■ About this exercise: Whether an entry is long or short, retype it exactly.

Segment Start: Source data

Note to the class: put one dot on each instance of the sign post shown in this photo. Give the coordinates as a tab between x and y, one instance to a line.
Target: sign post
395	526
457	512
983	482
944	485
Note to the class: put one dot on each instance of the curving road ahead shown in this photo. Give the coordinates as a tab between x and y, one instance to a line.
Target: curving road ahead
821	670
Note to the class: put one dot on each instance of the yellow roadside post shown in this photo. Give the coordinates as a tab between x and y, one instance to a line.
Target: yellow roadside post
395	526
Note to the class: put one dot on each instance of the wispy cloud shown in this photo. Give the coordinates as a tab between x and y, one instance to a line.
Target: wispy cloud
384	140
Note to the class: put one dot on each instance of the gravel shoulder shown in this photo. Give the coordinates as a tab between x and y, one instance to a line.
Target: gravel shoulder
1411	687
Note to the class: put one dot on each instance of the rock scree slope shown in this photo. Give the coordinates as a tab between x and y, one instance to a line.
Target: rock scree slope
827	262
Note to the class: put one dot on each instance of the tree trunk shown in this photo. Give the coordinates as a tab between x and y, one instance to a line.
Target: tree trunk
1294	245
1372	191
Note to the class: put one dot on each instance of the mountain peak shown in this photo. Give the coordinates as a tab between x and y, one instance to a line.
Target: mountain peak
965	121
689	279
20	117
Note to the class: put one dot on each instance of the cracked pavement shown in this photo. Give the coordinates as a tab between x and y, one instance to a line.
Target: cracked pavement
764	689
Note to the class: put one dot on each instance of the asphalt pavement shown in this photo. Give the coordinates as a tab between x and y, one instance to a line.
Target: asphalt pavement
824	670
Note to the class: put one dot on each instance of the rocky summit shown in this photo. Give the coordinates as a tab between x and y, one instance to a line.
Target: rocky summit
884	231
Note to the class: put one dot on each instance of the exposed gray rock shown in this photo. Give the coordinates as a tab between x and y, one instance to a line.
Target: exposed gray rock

Segment End: Source data

■ Output of the exercise:
Note to the class: put one dot on each instance of the sign post shown in this photo. Give the coordinates as a tab between x and y, one instance to a line.
Target: sign post
395	526
457	512
983	482
944	485
Note to the class: put one dot on each instance of the curving road ahead shown in this photo. Give the coordinates as a tab between x and y, one instance to a line.
Target: curving road ahead
821	670
Note to the class: put one dot on each instance of the yellow roadside post shown in this photo. Give the coordinates as a tab between x and y, one instance to a line.
Target: yellow roadside post
395	526
Note to the class: put one dot on each instance of the wispy cloud shown in this photo. Give the coordinates as a tab between x and y, one instance to a line.
Target: wispy cloud
384	140
Note to the class: put one dot on each instance of the gravel shoulder shown in this photo. Give the coordinates as a tab between x and y, one instance to a line.
Target: gravel shoulder
1411	687
Note to the class: put one dot on each instance of the rock scree slope shown in this photo. Give the coordinates as a tab between x and y, one instance to a line.
Target: rock scree slope
827	262
Note to the class: put one dot on each instance of the tree trunk shown in this photo. Give the coordinates as a tab between x and y, one instance to a line.
Target: tree trunk
1294	245
1372	191
Note to the class: put one dot on each instance of the mountain peak shown in this photo. Give the coordinates as a tab between x and y, one instance to a line.
Target: mountain peak
965	121
689	279
20	117
Note to the class: put one dot on each instance of the cracked pavement shown in this photo. Give the coordinates as a tab between x and y, one instance to a line.
Target: cracked pavement
764	689
Note to the class: put one dot on each instance of the asphalt pavement shown in this photo. Give the coordinates as a tab between x and y, one instance to a line.
Target: asphalt pavement
824	670
Note to the class: put one dot on each instance of the rocky summit shown in this photo. Give the coordinates as a tab between x and y, one instance to a line.
Target: rocky summit
884	231
Note to the class: put one dot on each instance of the exposed gray rock shown in this photo. Give the coordinates as a tab between x and y, one instance to a line.
Target: exposed gray rock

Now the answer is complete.